Directions for this task |
Each record should be reproduced exactly.

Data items
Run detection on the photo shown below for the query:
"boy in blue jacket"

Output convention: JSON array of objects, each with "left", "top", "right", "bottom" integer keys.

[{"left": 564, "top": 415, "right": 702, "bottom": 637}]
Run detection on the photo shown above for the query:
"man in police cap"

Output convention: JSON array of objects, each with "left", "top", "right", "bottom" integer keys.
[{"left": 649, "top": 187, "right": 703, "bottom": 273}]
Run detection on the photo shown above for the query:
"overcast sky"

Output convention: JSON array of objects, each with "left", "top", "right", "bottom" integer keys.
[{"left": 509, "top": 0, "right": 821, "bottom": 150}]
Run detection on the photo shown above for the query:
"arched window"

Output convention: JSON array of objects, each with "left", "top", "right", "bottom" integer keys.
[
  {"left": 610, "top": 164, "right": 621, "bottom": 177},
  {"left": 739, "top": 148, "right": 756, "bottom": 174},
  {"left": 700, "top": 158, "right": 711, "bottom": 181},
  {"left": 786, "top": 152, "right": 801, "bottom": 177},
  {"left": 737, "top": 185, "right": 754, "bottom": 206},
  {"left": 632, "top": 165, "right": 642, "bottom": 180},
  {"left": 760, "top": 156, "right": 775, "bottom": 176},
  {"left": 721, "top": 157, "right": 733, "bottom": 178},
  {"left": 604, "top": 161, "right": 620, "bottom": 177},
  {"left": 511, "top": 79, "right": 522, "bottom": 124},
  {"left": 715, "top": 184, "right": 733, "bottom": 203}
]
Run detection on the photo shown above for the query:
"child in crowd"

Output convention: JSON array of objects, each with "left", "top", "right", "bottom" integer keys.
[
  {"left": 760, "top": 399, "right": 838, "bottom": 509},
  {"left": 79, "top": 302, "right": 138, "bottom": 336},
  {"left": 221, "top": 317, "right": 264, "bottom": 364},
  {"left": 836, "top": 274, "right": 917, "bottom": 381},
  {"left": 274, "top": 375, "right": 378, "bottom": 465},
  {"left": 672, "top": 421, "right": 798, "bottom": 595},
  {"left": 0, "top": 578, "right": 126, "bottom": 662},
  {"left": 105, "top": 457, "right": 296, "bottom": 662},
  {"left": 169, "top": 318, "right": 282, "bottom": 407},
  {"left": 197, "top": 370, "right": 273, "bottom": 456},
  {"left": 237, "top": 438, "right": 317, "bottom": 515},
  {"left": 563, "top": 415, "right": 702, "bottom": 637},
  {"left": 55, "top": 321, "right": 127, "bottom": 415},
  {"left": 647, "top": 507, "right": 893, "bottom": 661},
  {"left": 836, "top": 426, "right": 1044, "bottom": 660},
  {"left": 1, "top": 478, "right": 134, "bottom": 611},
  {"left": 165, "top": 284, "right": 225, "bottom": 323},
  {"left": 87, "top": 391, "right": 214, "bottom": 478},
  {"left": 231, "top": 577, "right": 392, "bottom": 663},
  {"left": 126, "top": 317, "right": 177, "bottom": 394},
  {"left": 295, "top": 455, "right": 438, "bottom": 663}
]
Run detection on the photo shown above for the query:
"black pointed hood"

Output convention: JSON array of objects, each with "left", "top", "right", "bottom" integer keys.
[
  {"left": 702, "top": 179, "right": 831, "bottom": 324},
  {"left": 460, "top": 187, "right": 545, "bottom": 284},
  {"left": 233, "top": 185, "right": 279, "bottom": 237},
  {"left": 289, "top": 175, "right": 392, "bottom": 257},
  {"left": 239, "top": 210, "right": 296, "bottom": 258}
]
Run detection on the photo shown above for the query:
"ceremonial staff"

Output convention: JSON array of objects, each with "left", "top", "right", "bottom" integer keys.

Written answer |
Run detection on the photo shown below for the query:
"boy in blue jacket"

Output convention: JSON array of objects, each with "left", "top", "right", "bottom" integer keys.

[{"left": 564, "top": 415, "right": 702, "bottom": 637}]
Run detection on the photo shown above for the query:
"man in police cap"

Output convention: JSON array of objects, each with "left", "top", "right", "bottom" integer keys.
[{"left": 649, "top": 187, "right": 703, "bottom": 273}]
Run detection on the photo shown above for the query:
"overcast sky"

Output convention: JSON array of objects, each with "left", "top", "right", "bottom" integer keys.
[{"left": 509, "top": 0, "right": 821, "bottom": 150}]
Run detection on the photo shown above for the query:
"arched window"

Output convention: JSON array of objects, each with "left", "top", "right", "bottom" integer keys.
[
  {"left": 610, "top": 164, "right": 621, "bottom": 177},
  {"left": 739, "top": 148, "right": 756, "bottom": 174},
  {"left": 700, "top": 158, "right": 711, "bottom": 181},
  {"left": 786, "top": 152, "right": 801, "bottom": 177},
  {"left": 737, "top": 185, "right": 754, "bottom": 206},
  {"left": 632, "top": 165, "right": 642, "bottom": 180},
  {"left": 760, "top": 156, "right": 775, "bottom": 176},
  {"left": 721, "top": 157, "right": 733, "bottom": 178},
  {"left": 604, "top": 161, "right": 620, "bottom": 177},
  {"left": 511, "top": 79, "right": 522, "bottom": 124},
  {"left": 715, "top": 184, "right": 733, "bottom": 203}
]
Run detection on the photo shown above for the query:
"child in crowd"

Output convention: JSON array of objects, each with "left", "top", "right", "bottom" integer keys.
[
  {"left": 760, "top": 399, "right": 838, "bottom": 509},
  {"left": 79, "top": 302, "right": 138, "bottom": 336},
  {"left": 221, "top": 317, "right": 264, "bottom": 364},
  {"left": 836, "top": 274, "right": 917, "bottom": 381},
  {"left": 274, "top": 375, "right": 378, "bottom": 465},
  {"left": 672, "top": 421, "right": 798, "bottom": 595},
  {"left": 0, "top": 578, "right": 126, "bottom": 662},
  {"left": 105, "top": 457, "right": 296, "bottom": 662},
  {"left": 169, "top": 318, "right": 282, "bottom": 407},
  {"left": 197, "top": 370, "right": 273, "bottom": 456},
  {"left": 237, "top": 438, "right": 317, "bottom": 515},
  {"left": 563, "top": 415, "right": 702, "bottom": 637},
  {"left": 55, "top": 321, "right": 127, "bottom": 415},
  {"left": 647, "top": 507, "right": 893, "bottom": 661},
  {"left": 836, "top": 426, "right": 1044, "bottom": 660},
  {"left": 1, "top": 478, "right": 134, "bottom": 611},
  {"left": 165, "top": 284, "right": 225, "bottom": 323},
  {"left": 87, "top": 391, "right": 214, "bottom": 478},
  {"left": 231, "top": 577, "right": 392, "bottom": 663},
  {"left": 126, "top": 317, "right": 177, "bottom": 394},
  {"left": 295, "top": 455, "right": 438, "bottom": 663}
]
Run detection on the photo shown above for the query:
"black pointed hood"

Output convention: JSON array of objects, each with "left", "top", "right", "bottom" integer keys.
[
  {"left": 702, "top": 179, "right": 831, "bottom": 324},
  {"left": 460, "top": 187, "right": 545, "bottom": 284},
  {"left": 233, "top": 185, "right": 279, "bottom": 237},
  {"left": 289, "top": 175, "right": 392, "bottom": 257},
  {"left": 239, "top": 210, "right": 296, "bottom": 258}
]
Run detection on the photo shown above for the query:
"ceremonial staff"

Output convention: JSON array of objects, each with "left", "top", "right", "bottom" integer keys.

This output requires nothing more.